** TEXTE FOURNI **
***
Fouquet recommande ensuite qu'on tâche de lui envoyer aussi Bruant, son commis, et Pecquet, son médecin.

«On feroit tous les efforts d'avoir commerce par le moyen d'autres prisonniers, s'il y en avoit au mesme lieu, ou en gagnant les gardes, ce qui se fait toujours avec un peu de temps, d'argent et d'application....

«Cependant, il faudrait sous main voir tous ceux que l'alliance, l'amitié et la reconnoissance obligent d'estre dans nos intérests, pour s'en assurer, et les engager de plus en plus à sçavoir d'eux jusques où ils voudroient aller.

«Madame du Plessis-Bellière, à qui je me fie de tout et pour qui je n'ai jamais eu aucun secret ni aucune réserve, seroit celle qu'il faudrait consulter sur toutes choses, et suivre ses ordres, si elle estoit en liberté, mesme la prier de se mettre en lieu seur.

«Elle connoît mes véritables amis, et peut-estre qu'il y en a qui auroient honte ce manquer aux choses qui seraient proposées pour moy de sa part.
***
** LIGNES **

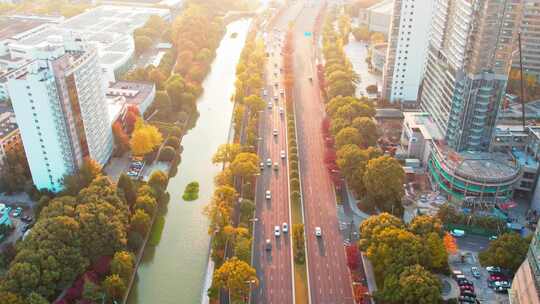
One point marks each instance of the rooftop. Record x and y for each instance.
(423, 122)
(134, 92)
(10, 27)
(383, 7)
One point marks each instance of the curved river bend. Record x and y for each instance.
(173, 272)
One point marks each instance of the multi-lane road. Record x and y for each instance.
(274, 266)
(329, 277)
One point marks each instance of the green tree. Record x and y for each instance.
(348, 136)
(140, 221)
(367, 129)
(226, 153)
(507, 251)
(167, 154)
(233, 275)
(128, 187)
(419, 286)
(374, 225)
(146, 203)
(245, 164)
(254, 103)
(384, 180)
(123, 264)
(114, 286)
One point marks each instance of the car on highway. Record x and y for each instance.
(475, 272)
(493, 269)
(17, 212)
(277, 231)
(457, 232)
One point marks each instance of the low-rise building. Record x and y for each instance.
(378, 56)
(140, 94)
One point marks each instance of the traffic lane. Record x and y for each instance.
(320, 209)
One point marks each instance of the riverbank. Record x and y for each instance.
(175, 268)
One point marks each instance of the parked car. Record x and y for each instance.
(475, 272)
(277, 231)
(457, 232)
(17, 212)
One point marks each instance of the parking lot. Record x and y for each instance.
(21, 223)
(469, 246)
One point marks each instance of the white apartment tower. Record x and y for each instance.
(60, 107)
(468, 61)
(407, 48)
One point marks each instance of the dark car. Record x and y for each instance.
(464, 282)
(467, 299)
(467, 293)
(469, 288)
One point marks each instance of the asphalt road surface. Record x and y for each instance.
(329, 277)
(274, 267)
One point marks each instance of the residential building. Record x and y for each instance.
(407, 49)
(378, 56)
(526, 283)
(60, 107)
(139, 94)
(530, 38)
(468, 60)
(10, 137)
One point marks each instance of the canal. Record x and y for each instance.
(173, 272)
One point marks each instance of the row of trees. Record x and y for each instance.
(404, 257)
(351, 125)
(240, 164)
(91, 220)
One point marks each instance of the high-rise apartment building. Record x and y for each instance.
(60, 107)
(530, 38)
(468, 60)
(407, 48)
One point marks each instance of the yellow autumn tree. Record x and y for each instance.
(145, 139)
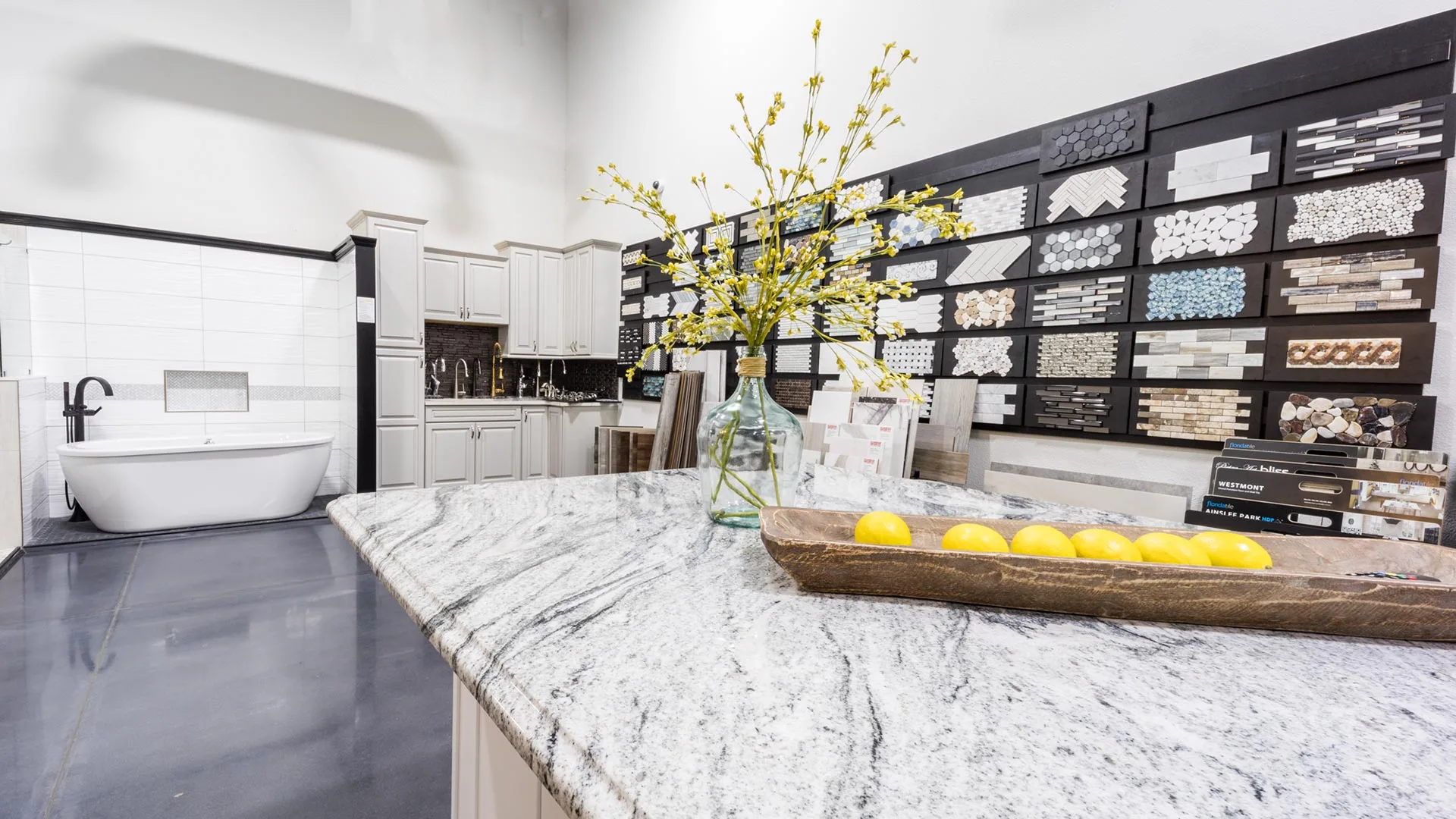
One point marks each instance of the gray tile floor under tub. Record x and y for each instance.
(251, 673)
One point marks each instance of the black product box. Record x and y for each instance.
(1257, 516)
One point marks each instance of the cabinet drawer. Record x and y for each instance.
(435, 414)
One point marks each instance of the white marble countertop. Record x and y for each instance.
(651, 665)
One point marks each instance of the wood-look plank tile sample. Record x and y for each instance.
(1354, 283)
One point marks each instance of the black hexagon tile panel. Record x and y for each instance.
(1095, 137)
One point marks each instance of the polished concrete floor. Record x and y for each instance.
(248, 673)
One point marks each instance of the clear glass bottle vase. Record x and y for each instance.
(748, 450)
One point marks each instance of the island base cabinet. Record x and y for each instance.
(488, 777)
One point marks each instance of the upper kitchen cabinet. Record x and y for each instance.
(400, 283)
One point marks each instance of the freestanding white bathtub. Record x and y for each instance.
(145, 484)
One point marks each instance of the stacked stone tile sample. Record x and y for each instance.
(1194, 414)
(1225, 353)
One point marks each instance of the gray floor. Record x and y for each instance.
(246, 673)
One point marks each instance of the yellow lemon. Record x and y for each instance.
(1040, 539)
(973, 538)
(1100, 544)
(1161, 547)
(883, 529)
(1234, 550)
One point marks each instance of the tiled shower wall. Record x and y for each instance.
(127, 309)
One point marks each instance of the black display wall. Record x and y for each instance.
(1204, 224)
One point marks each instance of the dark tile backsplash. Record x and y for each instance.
(452, 343)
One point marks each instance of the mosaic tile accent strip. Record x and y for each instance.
(1228, 354)
(1363, 420)
(984, 308)
(1356, 283)
(989, 261)
(982, 356)
(1084, 300)
(1385, 137)
(1084, 248)
(1088, 191)
(913, 356)
(859, 197)
(1386, 207)
(1078, 356)
(1090, 139)
(1199, 293)
(1194, 414)
(996, 212)
(1218, 229)
(915, 315)
(1343, 353)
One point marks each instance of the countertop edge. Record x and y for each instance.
(514, 713)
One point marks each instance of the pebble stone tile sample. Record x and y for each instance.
(1385, 137)
(1203, 354)
(1090, 139)
(1215, 231)
(915, 315)
(989, 261)
(1082, 300)
(1078, 409)
(1079, 356)
(984, 308)
(1356, 283)
(910, 356)
(1085, 248)
(998, 212)
(1365, 420)
(1194, 414)
(998, 404)
(1229, 167)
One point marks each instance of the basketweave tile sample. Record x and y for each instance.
(1103, 299)
(989, 308)
(1215, 169)
(1091, 246)
(1383, 209)
(976, 354)
(1366, 353)
(1386, 137)
(1354, 283)
(989, 261)
(1078, 409)
(1100, 191)
(1223, 229)
(1081, 354)
(1201, 354)
(1194, 413)
(1365, 419)
(918, 314)
(999, 212)
(1204, 292)
(910, 356)
(1094, 137)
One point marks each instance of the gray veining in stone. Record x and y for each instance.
(651, 665)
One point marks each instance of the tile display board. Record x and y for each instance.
(1272, 224)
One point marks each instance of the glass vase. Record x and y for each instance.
(748, 450)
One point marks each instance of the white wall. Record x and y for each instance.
(986, 69)
(275, 120)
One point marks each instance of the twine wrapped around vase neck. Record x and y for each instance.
(753, 366)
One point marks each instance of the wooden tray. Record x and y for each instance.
(1308, 591)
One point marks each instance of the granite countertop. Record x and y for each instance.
(651, 665)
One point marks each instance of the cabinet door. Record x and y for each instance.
(487, 292)
(443, 287)
(449, 453)
(551, 328)
(523, 273)
(497, 452)
(533, 444)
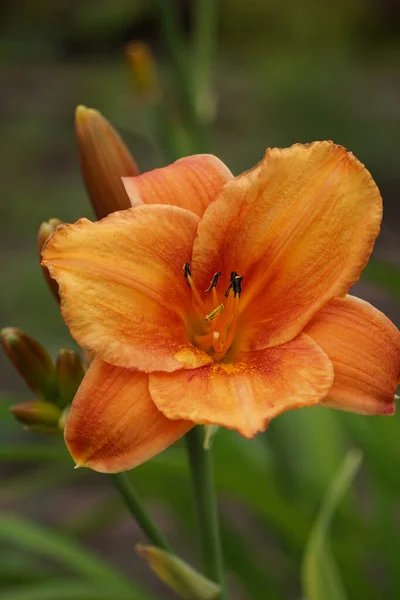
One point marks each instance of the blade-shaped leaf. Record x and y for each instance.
(320, 577)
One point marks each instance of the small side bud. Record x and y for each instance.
(64, 418)
(31, 360)
(143, 70)
(178, 575)
(45, 231)
(210, 433)
(37, 414)
(104, 160)
(70, 372)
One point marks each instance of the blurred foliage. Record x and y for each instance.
(285, 72)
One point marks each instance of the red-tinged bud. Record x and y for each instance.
(45, 231)
(64, 418)
(70, 372)
(37, 414)
(104, 160)
(143, 70)
(32, 361)
(178, 575)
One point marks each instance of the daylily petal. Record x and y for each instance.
(247, 393)
(364, 347)
(113, 424)
(123, 293)
(191, 183)
(299, 228)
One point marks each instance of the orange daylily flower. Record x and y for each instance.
(223, 300)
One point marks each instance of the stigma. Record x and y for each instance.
(216, 317)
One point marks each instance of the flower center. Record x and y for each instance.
(215, 329)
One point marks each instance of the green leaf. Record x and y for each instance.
(321, 580)
(32, 537)
(65, 589)
(385, 275)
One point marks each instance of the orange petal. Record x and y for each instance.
(246, 394)
(191, 182)
(299, 228)
(122, 287)
(364, 347)
(104, 160)
(113, 424)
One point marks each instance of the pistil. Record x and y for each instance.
(221, 322)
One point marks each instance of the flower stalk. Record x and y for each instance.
(137, 510)
(201, 467)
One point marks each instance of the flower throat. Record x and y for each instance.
(218, 326)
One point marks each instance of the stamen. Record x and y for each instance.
(213, 282)
(218, 347)
(235, 285)
(186, 272)
(188, 276)
(227, 339)
(215, 313)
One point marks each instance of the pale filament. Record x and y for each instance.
(221, 322)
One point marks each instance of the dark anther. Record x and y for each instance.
(235, 284)
(187, 273)
(214, 282)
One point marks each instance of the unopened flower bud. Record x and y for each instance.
(104, 160)
(70, 372)
(37, 414)
(31, 360)
(45, 231)
(143, 70)
(178, 575)
(64, 418)
(210, 432)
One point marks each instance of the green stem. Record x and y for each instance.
(206, 504)
(138, 512)
(204, 43)
(178, 49)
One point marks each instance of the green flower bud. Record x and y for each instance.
(104, 160)
(178, 575)
(37, 414)
(31, 360)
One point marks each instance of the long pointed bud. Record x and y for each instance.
(45, 231)
(178, 575)
(38, 415)
(104, 159)
(31, 360)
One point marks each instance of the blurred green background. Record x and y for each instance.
(283, 72)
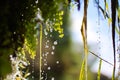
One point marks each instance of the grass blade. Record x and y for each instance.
(99, 70)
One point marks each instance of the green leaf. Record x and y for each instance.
(99, 70)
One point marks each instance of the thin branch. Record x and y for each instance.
(101, 58)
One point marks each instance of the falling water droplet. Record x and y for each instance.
(52, 78)
(49, 68)
(36, 1)
(41, 78)
(52, 53)
(45, 64)
(51, 30)
(45, 32)
(46, 46)
(55, 43)
(50, 35)
(57, 62)
(48, 41)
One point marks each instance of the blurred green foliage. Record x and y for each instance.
(17, 27)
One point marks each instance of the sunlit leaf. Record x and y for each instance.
(99, 69)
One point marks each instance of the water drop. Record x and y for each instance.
(41, 78)
(51, 30)
(46, 46)
(32, 76)
(45, 64)
(50, 35)
(53, 47)
(48, 41)
(57, 62)
(49, 68)
(52, 78)
(52, 53)
(36, 1)
(55, 42)
(45, 32)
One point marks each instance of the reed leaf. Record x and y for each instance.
(82, 70)
(84, 36)
(99, 70)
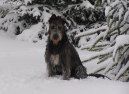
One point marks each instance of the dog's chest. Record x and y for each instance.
(54, 59)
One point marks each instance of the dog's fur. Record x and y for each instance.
(61, 57)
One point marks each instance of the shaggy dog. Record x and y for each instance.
(61, 57)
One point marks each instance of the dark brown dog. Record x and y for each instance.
(61, 57)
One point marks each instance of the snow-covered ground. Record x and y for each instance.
(23, 71)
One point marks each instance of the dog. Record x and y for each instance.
(61, 57)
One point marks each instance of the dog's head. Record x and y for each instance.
(56, 29)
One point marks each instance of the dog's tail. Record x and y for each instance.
(98, 75)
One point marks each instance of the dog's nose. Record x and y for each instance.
(55, 36)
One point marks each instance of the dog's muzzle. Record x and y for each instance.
(55, 37)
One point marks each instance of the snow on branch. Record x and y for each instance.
(98, 54)
(91, 31)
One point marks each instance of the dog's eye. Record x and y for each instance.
(53, 27)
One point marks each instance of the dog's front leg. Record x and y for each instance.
(66, 73)
(66, 69)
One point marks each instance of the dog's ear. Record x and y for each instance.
(53, 17)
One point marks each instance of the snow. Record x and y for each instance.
(31, 34)
(23, 71)
(35, 12)
(121, 40)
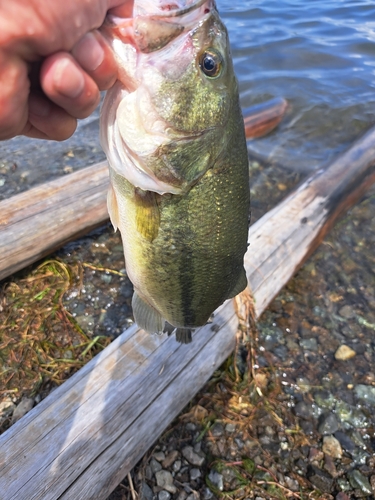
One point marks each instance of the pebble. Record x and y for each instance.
(145, 492)
(328, 424)
(309, 344)
(358, 480)
(22, 408)
(344, 352)
(217, 430)
(170, 459)
(230, 428)
(6, 408)
(176, 466)
(155, 466)
(164, 495)
(159, 456)
(216, 479)
(365, 393)
(320, 479)
(332, 447)
(195, 474)
(192, 457)
(164, 479)
(347, 312)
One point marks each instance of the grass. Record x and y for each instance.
(41, 344)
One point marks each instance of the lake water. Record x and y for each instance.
(320, 56)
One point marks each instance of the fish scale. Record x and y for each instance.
(179, 173)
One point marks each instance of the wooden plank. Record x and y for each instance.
(35, 223)
(85, 436)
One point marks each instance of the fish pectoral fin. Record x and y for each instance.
(113, 207)
(146, 317)
(183, 335)
(147, 214)
(239, 286)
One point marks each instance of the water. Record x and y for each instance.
(320, 56)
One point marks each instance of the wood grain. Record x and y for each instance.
(84, 437)
(35, 223)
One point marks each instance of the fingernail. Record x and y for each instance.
(39, 106)
(88, 52)
(69, 80)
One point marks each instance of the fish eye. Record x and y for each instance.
(211, 63)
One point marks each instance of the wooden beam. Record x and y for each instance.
(81, 441)
(35, 223)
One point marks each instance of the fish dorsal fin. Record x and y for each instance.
(113, 207)
(147, 214)
(239, 286)
(146, 316)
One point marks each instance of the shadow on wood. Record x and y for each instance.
(81, 441)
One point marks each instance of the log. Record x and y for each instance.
(83, 439)
(35, 223)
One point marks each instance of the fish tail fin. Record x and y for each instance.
(146, 317)
(183, 335)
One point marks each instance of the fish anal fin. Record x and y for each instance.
(147, 214)
(146, 317)
(113, 207)
(239, 286)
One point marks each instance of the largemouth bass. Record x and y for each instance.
(173, 133)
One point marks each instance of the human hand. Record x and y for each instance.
(53, 63)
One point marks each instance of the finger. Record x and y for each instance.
(96, 57)
(66, 84)
(14, 85)
(48, 121)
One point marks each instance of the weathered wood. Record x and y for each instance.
(35, 223)
(84, 437)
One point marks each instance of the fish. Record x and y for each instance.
(173, 133)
***
** CONSIGNE 1 **
D'après le texte fourni, qui Fouquet recommande-t-il de lui envoyer aussi ?
** CONSIGNE 2 **
Relevez chaque ligne des enregistrements qui contient la chaîne "daylily", en respectant la casse.

** RÉPONSE RÉDIGÉE 1 **
Bruant, son commis, et Pecquet, son médecin.

** RÉPONSE RÉDIGÉE 2 **
One point marks each instance of the daylily petal. Record x and y for each instance.
One point marks each instance of the orange daylily flower. Record x and y for each instance.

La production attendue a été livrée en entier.